GIVEN REQUEST: Write the material out again exactly.

DATA SUPPLIED:
**********

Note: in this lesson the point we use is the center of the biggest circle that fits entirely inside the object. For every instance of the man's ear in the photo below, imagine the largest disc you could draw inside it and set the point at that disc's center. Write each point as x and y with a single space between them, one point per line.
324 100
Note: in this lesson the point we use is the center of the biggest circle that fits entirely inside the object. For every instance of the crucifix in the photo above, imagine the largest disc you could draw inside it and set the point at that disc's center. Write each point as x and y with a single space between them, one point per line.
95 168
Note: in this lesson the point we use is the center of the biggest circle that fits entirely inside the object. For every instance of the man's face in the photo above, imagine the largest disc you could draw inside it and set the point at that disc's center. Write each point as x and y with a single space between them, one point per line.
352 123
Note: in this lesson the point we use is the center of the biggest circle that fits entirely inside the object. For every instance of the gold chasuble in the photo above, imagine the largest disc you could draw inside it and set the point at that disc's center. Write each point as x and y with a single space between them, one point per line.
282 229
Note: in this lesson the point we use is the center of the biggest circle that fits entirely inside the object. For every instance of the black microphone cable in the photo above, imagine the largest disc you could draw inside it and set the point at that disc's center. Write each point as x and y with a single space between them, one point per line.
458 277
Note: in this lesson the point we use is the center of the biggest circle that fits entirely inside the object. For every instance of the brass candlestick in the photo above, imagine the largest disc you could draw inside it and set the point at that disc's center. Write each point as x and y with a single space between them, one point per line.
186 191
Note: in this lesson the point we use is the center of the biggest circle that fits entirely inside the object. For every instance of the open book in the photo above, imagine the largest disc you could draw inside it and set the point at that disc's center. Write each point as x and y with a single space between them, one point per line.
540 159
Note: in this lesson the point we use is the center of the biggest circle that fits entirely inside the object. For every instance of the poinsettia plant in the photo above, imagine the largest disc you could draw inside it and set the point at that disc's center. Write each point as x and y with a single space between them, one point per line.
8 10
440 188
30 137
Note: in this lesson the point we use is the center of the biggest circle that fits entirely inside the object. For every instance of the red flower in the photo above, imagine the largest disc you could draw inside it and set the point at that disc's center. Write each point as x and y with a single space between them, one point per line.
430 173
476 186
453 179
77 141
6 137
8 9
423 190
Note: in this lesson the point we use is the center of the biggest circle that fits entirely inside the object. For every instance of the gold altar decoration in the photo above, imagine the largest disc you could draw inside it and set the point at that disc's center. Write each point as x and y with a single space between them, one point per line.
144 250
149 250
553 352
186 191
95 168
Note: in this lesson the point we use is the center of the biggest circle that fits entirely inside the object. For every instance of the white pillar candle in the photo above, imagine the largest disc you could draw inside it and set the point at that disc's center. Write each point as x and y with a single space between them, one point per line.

**********

THE RESPONSE:
Note: in this lesson the point we use is the center of the biggest circle that fits entirely inside the object. For every instance of the man's ear in the photo below, imagine the largest disc you could draw inside it and set the point at that disc's center. Write each point as x and y with a single space between them, one point per line.
324 100
Note: in this lesson the point we use is the center of the biggest circle that fits entirely inside the object. For every instance of the crucifix in the photo above, imagine the largest disc you could draw inside it and set the point at that disc's center. Write each point as x and y with a single space between them, one point per line.
95 168
Note: in this lesson the point we use is the center of the biggest circle that fits entirely inside the object. For every instance of the man's face in the photo above, imagine the largest disc you could draw inside it and set the point at that disc's center. Write each point as x and y with a single space between them, one point per line.
352 123
Note: in this lesson the point we use is the center of the biggest circle that fits entirely inside the object. For every instance of the gold chasuble in the photo above, imagine the largest disc you could draw inside it and set the point at that disc's center. Write each point as x and y with a single space between them, one point per line.
282 229
Note: in this lesson the point we use is the center of the biggest circle that fits entirely inside the object. For every instance of the black microphone cable in the photo above, imagine the largest disc you could draw inside it and set the point at that disc's center. Write each point as x and y with a single space between them, one point per line.
458 277
Note: in this lesson the point we use is the center of the biggest circle that fits entirely inside the object. For every instance of the brass candlestick in the photo above, imagine the largest disc you could draw inside it and set the point at that disc's center. Write each point as x and y with a single space between them, one point per line.
186 191
Note: in this lesson the point we use is the center of the biggest circle that fits entirely inside the object. For every instance of the open book in the photo above, imagine the largest disc you could draw inside it and set the point at that disc's center. Write each point as x and y with a single space between them, one point per line.
540 159
Note: in this lesson the point we use is the center of the biggest circle that fits entirely inside the object. For every instance of the poinsettia plant in the photo above, imagine the largest disc you could draw inside it and set the point at that disc's center. Write each point as x and y with a single space between them, one point per line.
8 10
440 188
30 137
Note: in this lesson the point we use is the center of the biggest circle that fits entirely inside the object. For every instance of the red flower in the photo above, imagine the largest disc you could draw inside it and set the point at that disc's center. Write each point as x and y with a single space between them, one point per line.
430 173
476 186
453 179
77 141
6 137
8 9
423 190
Note: in this lesson the point we use is the center of the biggest circle that fits entirely inside the object. For every instance of the gold altar decoration in the photo above, imagine the largest disc you could draw inside it and set the point at that disc's center. Write each point as x and y with a single space between them, one point per line.
144 250
149 250
553 352
186 191
95 168
Note: in this lesson the point we use is the center of the biggest circle that fits entirely inside the object. For every instance of the white pillar candle in the photo above, imagine the largest disc you could draw inside it and set the point at that disc's center. Write each point as x and y with a single space between them, one point per line.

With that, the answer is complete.